#### Information
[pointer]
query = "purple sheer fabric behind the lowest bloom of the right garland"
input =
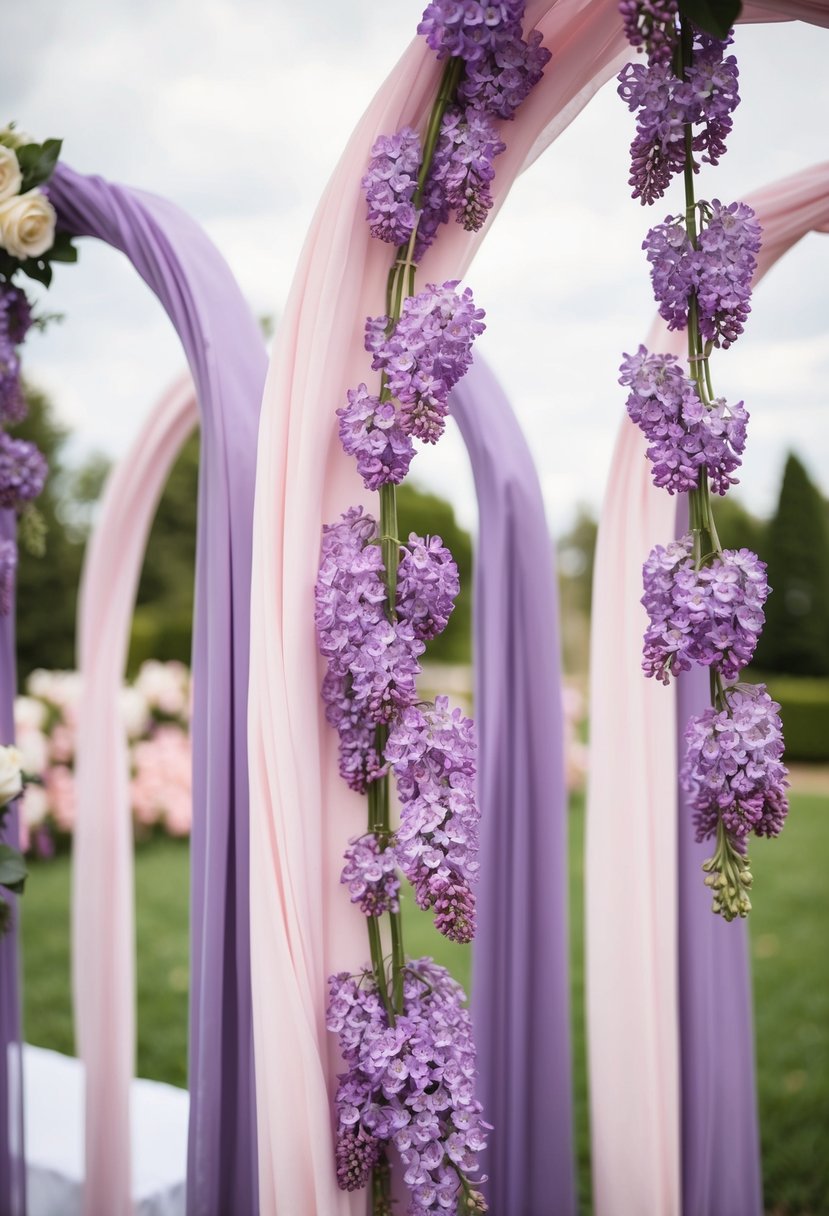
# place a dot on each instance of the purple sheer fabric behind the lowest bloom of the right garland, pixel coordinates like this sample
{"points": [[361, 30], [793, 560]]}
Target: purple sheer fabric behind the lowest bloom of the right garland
{"points": [[721, 1172]]}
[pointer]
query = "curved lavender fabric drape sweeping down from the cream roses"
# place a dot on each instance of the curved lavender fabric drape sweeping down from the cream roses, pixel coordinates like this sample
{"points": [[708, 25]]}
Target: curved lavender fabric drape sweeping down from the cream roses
{"points": [[227, 358]]}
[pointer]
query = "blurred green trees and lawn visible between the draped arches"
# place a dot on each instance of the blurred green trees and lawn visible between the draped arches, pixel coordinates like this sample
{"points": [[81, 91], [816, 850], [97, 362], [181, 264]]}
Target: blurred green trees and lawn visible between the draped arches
{"points": [[788, 926]]}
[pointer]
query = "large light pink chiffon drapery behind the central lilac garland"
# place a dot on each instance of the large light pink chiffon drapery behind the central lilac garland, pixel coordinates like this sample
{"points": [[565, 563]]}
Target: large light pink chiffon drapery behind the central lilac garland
{"points": [[302, 925]]}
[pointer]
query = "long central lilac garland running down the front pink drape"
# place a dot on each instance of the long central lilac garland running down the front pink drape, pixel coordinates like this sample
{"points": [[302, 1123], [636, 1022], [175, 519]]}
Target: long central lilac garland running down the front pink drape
{"points": [[404, 1031]]}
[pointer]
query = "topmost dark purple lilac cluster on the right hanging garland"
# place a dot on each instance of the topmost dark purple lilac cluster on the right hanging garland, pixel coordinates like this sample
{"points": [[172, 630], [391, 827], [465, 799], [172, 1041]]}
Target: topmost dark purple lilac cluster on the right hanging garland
{"points": [[704, 99]]}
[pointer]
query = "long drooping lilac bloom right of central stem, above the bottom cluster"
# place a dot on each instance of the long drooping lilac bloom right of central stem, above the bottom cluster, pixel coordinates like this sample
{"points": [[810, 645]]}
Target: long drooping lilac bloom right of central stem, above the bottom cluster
{"points": [[433, 753]]}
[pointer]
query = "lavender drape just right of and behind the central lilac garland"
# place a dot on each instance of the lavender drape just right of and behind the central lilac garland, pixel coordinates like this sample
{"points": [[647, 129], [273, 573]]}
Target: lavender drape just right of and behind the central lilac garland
{"points": [[521, 976]]}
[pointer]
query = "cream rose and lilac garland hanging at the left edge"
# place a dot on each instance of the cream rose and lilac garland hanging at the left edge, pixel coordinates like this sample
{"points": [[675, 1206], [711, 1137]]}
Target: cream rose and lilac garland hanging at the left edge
{"points": [[29, 246]]}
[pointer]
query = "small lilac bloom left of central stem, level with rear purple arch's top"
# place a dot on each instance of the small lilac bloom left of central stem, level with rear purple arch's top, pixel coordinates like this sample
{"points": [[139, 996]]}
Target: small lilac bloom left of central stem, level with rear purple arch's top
{"points": [[371, 431]]}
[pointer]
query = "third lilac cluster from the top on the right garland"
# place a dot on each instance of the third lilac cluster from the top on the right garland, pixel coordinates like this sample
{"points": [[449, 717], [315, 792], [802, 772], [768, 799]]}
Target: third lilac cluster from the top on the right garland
{"points": [[684, 435]]}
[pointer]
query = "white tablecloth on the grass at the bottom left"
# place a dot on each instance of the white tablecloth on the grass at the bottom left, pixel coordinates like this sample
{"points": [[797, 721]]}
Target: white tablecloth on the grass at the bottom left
{"points": [[54, 1104]]}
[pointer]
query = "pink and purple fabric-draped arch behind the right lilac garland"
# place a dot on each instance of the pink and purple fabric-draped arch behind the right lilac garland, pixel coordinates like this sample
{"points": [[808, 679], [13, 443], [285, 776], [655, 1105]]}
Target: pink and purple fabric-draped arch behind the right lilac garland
{"points": [[673, 1095]]}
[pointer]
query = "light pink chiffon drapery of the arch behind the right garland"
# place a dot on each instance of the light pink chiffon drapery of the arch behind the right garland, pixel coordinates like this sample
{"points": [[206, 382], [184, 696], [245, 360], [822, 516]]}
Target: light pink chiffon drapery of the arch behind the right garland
{"points": [[631, 868]]}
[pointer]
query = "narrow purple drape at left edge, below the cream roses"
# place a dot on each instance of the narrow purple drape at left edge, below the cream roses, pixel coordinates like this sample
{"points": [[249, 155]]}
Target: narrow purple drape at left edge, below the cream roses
{"points": [[13, 1163]]}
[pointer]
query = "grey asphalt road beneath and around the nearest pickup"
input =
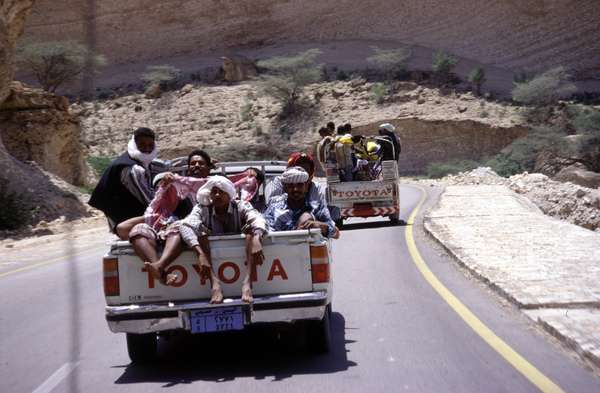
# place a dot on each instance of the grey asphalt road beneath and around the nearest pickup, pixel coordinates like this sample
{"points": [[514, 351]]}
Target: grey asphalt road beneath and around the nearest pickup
{"points": [[392, 332]]}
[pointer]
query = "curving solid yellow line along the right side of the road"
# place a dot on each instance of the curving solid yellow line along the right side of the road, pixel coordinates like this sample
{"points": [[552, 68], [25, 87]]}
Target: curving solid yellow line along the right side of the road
{"points": [[510, 355]]}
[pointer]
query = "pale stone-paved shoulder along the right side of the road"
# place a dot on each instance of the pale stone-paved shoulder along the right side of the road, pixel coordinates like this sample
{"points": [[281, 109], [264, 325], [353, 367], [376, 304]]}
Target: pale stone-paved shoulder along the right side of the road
{"points": [[547, 267]]}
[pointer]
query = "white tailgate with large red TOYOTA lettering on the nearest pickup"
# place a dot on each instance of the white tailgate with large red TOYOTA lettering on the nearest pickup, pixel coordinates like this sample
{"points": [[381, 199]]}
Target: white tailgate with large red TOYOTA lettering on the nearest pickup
{"points": [[286, 269]]}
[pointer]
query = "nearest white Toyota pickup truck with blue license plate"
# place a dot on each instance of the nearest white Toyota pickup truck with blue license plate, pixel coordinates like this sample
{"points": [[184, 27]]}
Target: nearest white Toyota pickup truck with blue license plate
{"points": [[293, 285]]}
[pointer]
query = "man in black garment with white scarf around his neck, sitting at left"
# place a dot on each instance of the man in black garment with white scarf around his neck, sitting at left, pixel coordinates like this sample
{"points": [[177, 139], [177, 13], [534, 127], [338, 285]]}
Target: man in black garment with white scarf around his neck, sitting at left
{"points": [[125, 188]]}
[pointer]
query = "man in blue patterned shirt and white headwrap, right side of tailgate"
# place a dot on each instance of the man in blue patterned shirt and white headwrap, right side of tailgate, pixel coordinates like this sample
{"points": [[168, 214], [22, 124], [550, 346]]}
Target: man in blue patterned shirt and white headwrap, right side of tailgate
{"points": [[295, 209]]}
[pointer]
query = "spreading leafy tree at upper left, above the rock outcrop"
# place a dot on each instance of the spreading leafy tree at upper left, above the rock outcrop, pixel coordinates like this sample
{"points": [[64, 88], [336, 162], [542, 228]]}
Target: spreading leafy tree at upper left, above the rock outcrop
{"points": [[57, 63]]}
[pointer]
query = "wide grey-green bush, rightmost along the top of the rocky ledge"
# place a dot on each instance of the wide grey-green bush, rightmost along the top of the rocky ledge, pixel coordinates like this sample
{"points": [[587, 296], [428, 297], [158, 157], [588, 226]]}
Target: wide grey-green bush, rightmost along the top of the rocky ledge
{"points": [[544, 89]]}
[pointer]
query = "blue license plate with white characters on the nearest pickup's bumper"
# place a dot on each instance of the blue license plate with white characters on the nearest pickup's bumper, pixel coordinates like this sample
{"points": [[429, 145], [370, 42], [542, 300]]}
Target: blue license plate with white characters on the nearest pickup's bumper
{"points": [[220, 319]]}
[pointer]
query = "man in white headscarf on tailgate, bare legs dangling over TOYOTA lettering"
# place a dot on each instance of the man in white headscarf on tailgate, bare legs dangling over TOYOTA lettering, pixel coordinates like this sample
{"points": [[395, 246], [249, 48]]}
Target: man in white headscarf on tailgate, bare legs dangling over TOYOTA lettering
{"points": [[217, 213]]}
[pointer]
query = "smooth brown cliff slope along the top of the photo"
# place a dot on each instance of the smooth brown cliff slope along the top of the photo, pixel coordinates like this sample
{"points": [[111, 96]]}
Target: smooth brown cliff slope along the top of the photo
{"points": [[524, 34]]}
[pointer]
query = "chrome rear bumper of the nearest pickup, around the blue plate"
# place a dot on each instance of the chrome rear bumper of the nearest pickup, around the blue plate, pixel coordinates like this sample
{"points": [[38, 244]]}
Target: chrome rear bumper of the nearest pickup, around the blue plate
{"points": [[147, 318]]}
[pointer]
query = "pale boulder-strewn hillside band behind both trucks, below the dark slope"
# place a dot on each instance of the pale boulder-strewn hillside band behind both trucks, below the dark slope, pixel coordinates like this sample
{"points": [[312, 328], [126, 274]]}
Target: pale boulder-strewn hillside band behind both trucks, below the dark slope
{"points": [[234, 123]]}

#### How to complete this task
Begin at the first line of the listing and print each line exactly. Stop after the line containing "# place a dot on each instance of the blurred", and omit all pictures.

#### Reply
[pointer]
query = "purple sheer fabric behind the lowest bloom of the right garland"
input =
# place a dot on each instance of the purple sheer fabric behind the lowest bloom of the right garland, pixel coordinates like this sample
{"points": [[361, 30], [793, 560]]}
Target: purple sheer fabric behind the lowest bloom of the right garland
{"points": [[721, 1172]]}
[pointer]
query = "curved lavender fabric drape sweeping down from the cream roses"
# place a dot on each instance of the curved lavender fabric drape sweeping down from the cream roses, pixel coordinates like this sample
{"points": [[708, 25]]}
Target: curved lavender fabric drape sweeping down from the cream roses
{"points": [[227, 358]]}
[pointer]
query = "blurred green trees and lawn visible between the draped arches"
# place a dot on each instance of the blurred green trees and lawn visible between the draped arches, pixel coordinates like this sample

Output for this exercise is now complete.